━━━━━ Document segment

Mack Coleman

Personal information
- Born: July 18, 1952 Flora, Mississippi, U.S.
- Died: June 12, 1977 (aged 24) Houston, Texas, U.S.
- Listed height: 6 ft 9 in (2.06 m)
- Listed weight: 195 lb (88 kg)

Career information
- High school: E. Flora (Flora, Mississippi)
- College: Utica JC (1971–1972); Houston Baptist (1972–1975);
- NBA draft: 1975: 4th round, 55th overall pick
- Drafted by: New Orleans Jazz
- Playing career: 1976–1977
- Position: Forward
- Stats at Basketball Reference

= Mack Coleman =

American basketball player

Mack Coleman (July 18, 1952 – June 12, 1977) was an American professional basketball player. He played college basketball for the Houston Baptist Huskies and was selected in the 1975 NBA draft by the New Orleans Jazz. Coleman played professionally in France during the 1976–77 season. He died from a double coronary occlusion in a Houston jail after he had been arrested on an intoxication charge.

==Early life==
Coleman was raised in Flora, Mississippi, as the younger brother of E.C. Coleman. He did not play basketball in high school; E.C. claimed that it was because of a feud with the team's coach. Coleman admitted that he "messed around in high school" and only got by because he was E.C.'s brother.

==College career==
After spending a season at Utica Junior College in Utica, Mississippi, Coleman played with E.C. — now the star player for the Houston Baptist Huskies — in a gym at the Houston Baptist University campus and caught the eye of the team's coaches. He transferred to Houston Baptist as a sophomore in 1972 where he was partnered with E.C. for his senior season. Coleman played for the Huskies from 1972 to 1975. He almost missed his senior season because of eligibility problems but managed to improve his academics. Coleman averaged 22.3 points and 13.2 rebounds per game during his senior season.

==Professional career==
Coleman was selected in the 1975 NBA draft by the New Orleans Jazz where his brother played. He was also selected by the San Diego Conquistadors in the eighth round of the 1975 ABA draft. Coleman attended rookie tryout camp with the Jazz in July, and signed in September but never played in a game for them.

━━━━━━━━━━
━━━━━ Material supplied

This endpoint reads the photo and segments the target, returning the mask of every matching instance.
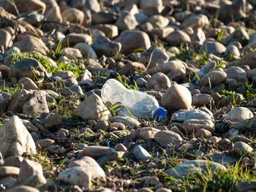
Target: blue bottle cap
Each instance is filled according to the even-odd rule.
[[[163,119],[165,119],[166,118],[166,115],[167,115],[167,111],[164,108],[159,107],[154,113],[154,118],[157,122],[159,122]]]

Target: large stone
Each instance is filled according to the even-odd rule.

━━━━━━━━━━

--- Task set ---
A) Reproduce the passage of the Mack Coleman article starting with "- Died: June" and going on through "Flora (Flora, Mississippi)".
B) Write what comes next in the Mack Coleman article, continuing after its final sentence.

--- Responses to the exercise ---
A)
- Died: June 12, 1977 (aged 24) Houston, Texas, U.S.
- Listed height: 6 ft 9 in (2.06 m)
- Listed weight: 195 lb (88 kg)

Career information
- High school: E. Flora (Flora, Mississippi)

B)
Coleman played professionally for a team in Calais, France, during the 1976–77 season. He planned to sign a three-year contract with the team when he returned to Houston in June 1977.

==Death==
On the night of June 11, 1977, Coleman was located by police acting erratically atop a Houston building and made threats that he would jump. He was arrested on a charge of public intoxication. Two hours later, at 1:30 a.m. the following morning, Coleman died in custody at the Houston Central Police Station. Harris County medical examiners listed Coleman's cause of death as a double coronary occlusion from an enlarged heart and extensive arteriosclerosis. The medical examiner concluded that Coleman was not drunk and was instead likely experiencing an anoxic spell caused by his heart disease. Coleman's conditions were hereditary and his brother was advised to see a doctor.

E.C. said that he "loved [Coleman] more than anything in the world." After learning of the news, E.C. lost substantial weight when he fell behind in a physical fitness program and later admitted it "took [him] a while to get [himself] together—mentally and physically." On Coleman's death, E.C. stated in an interview: "I don't think I'll ever get over it."